Records from a dataset
#####

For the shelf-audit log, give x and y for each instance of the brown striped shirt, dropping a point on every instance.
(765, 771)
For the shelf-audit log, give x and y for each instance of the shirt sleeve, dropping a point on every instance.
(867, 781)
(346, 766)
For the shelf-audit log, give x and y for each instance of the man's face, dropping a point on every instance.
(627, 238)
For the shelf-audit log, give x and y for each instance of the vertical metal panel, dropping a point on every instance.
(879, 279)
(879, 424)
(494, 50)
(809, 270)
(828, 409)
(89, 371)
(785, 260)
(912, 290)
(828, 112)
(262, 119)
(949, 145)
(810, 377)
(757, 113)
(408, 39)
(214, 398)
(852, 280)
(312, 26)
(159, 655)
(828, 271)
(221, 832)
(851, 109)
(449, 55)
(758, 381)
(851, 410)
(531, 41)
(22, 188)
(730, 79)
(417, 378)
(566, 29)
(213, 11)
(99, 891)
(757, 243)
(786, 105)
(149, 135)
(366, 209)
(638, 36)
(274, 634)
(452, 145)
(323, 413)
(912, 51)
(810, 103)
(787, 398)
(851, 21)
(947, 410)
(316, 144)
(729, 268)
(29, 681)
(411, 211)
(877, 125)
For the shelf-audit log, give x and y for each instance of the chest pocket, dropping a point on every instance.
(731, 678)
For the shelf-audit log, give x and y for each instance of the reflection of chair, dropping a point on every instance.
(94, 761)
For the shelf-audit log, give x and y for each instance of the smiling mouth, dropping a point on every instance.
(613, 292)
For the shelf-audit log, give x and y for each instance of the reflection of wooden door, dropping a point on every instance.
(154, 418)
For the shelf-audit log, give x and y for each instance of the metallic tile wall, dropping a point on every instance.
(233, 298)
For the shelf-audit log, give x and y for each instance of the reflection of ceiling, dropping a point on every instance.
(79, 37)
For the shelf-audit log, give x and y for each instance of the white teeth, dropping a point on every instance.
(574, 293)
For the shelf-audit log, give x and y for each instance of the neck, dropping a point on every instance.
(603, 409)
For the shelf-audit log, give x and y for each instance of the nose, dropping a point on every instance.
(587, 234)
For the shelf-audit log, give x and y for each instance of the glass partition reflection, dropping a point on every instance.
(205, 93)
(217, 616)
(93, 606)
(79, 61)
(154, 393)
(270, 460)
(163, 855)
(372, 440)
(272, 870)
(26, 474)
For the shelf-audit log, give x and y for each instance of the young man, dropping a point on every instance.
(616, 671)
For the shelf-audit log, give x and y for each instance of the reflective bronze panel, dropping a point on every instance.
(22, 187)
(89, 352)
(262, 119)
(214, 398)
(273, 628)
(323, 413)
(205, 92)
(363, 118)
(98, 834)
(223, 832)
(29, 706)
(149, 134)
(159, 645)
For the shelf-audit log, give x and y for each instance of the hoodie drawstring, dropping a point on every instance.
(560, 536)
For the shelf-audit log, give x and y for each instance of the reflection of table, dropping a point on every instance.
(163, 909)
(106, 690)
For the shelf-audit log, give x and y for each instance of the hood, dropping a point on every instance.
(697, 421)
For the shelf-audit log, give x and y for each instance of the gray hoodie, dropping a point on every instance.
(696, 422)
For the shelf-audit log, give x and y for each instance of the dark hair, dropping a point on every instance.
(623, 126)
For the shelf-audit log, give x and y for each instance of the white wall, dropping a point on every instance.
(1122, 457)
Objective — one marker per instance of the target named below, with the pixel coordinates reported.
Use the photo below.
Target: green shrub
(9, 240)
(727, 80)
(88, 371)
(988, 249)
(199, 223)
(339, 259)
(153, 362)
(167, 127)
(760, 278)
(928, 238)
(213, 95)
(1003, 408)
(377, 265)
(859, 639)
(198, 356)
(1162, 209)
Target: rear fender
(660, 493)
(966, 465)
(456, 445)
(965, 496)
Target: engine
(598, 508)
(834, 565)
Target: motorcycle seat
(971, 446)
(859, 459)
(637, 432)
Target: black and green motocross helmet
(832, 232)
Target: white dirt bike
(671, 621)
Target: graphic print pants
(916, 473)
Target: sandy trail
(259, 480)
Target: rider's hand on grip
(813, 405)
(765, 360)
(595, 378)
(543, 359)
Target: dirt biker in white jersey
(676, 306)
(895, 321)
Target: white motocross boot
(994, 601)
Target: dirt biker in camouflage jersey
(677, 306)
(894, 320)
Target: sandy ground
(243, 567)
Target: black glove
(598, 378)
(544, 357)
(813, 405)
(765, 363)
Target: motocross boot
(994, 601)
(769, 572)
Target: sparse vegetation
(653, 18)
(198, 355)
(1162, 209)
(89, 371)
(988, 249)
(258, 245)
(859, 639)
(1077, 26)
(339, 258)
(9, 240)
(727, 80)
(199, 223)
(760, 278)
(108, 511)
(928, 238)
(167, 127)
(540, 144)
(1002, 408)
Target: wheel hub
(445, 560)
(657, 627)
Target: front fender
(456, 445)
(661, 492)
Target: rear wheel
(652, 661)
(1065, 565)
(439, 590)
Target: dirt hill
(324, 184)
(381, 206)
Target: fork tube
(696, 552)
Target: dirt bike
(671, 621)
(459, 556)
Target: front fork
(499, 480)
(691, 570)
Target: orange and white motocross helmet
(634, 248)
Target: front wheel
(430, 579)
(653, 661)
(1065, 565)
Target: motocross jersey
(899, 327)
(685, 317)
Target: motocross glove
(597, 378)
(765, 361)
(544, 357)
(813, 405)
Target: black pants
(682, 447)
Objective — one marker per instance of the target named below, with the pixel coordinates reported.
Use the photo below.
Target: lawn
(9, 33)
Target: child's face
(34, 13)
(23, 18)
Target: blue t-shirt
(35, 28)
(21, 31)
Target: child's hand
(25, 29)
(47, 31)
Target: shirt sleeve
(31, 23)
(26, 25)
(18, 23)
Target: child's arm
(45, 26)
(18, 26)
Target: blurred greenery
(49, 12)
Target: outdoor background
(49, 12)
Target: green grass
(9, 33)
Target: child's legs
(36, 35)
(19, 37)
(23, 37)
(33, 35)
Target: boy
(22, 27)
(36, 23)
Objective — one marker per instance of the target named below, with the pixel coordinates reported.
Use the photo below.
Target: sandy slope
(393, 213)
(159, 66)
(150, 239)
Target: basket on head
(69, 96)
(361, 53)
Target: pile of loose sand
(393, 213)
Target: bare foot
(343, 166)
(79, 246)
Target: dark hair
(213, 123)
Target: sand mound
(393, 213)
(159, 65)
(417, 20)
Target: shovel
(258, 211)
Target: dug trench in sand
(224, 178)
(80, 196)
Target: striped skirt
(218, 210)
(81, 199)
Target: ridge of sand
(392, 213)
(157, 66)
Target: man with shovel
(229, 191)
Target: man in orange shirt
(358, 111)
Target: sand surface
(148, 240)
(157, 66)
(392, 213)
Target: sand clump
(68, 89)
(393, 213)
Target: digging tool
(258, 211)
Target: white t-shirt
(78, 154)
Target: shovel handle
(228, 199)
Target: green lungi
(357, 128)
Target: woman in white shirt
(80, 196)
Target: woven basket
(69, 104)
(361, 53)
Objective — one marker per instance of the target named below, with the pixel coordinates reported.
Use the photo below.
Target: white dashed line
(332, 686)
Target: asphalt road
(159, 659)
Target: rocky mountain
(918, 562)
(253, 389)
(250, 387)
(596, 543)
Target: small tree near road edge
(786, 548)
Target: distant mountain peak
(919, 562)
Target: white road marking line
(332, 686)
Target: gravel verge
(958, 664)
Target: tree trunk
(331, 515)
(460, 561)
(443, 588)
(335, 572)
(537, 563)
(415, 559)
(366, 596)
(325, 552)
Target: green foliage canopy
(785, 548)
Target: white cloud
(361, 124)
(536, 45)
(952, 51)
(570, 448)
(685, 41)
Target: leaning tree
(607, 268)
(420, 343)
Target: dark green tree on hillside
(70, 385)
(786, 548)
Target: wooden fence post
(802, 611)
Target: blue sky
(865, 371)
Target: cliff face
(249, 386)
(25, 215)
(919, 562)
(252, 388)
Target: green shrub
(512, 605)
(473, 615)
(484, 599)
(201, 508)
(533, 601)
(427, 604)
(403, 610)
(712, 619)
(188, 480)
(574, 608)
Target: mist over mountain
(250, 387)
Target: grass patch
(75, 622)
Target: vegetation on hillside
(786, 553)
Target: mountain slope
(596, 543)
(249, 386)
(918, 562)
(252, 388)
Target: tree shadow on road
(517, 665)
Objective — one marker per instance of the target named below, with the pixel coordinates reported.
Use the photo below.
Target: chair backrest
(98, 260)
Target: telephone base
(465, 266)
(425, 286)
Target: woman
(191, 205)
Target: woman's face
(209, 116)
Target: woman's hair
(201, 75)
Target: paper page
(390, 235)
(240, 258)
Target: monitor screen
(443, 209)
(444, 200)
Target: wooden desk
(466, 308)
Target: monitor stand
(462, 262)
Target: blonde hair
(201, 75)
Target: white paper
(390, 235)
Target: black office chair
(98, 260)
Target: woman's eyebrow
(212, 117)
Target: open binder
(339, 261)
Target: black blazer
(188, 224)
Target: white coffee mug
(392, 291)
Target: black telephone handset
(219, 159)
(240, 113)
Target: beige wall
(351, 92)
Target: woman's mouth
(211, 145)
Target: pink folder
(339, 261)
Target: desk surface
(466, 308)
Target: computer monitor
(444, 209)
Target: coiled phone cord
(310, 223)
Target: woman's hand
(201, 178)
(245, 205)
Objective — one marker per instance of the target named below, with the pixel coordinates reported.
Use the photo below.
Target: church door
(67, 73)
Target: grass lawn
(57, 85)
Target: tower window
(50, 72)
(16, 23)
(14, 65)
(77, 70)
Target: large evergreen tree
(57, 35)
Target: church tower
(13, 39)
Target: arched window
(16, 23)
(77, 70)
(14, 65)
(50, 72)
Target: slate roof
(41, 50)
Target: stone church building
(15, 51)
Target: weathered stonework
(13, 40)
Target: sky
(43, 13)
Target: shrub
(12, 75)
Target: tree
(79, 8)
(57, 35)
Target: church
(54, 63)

#####

# [WHAT THE TASK ASKS]
Set down only the line containing "Target: paper page" and the lines after it through the end, exactly as they appear above.

# [SOLUTION TO THIS PROBLEM]
Target: paper page
(390, 235)
(240, 258)
Target: monitor screen
(443, 209)
(444, 200)
Target: wooden desk
(466, 308)
Target: monitor stand
(462, 262)
Target: blonde hair
(201, 75)
Target: white paper
(390, 235)
Target: black office chair
(98, 260)
Target: woman's eyebrow
(212, 117)
Target: open binder
(339, 261)
Target: black blazer
(188, 224)
Target: white coffee mug
(392, 291)
Target: black telephone handset
(219, 159)
(240, 113)
Target: beige wall
(351, 92)
Target: woman's mouth
(211, 145)
Target: pink folder
(339, 261)
Target: desk surface
(466, 308)
Target: computer monitor
(444, 209)
Target: coiled phone cord
(310, 223)
Target: woman's hand
(201, 178)
(245, 205)
Objective — one marker per instance of the target named below, with the pixel coordinates reported.
Use the photo below.
Target: church door
(67, 73)
Target: grass lawn
(57, 85)
Target: tower window
(50, 72)
(16, 23)
(14, 65)
(77, 70)
Target: large evergreen tree
(57, 35)
Target: church tower
(13, 39)
Target: arched window
(16, 23)
(77, 70)
(14, 65)
(50, 72)
Target: slate roof
(41, 50)
Target: stone church building
(15, 51)
Target: weathered stonework
(13, 40)
Target: sky
(43, 13)
Target: shrub
(12, 75)
Target: tree
(79, 8)
(57, 35)
Target: church
(54, 63)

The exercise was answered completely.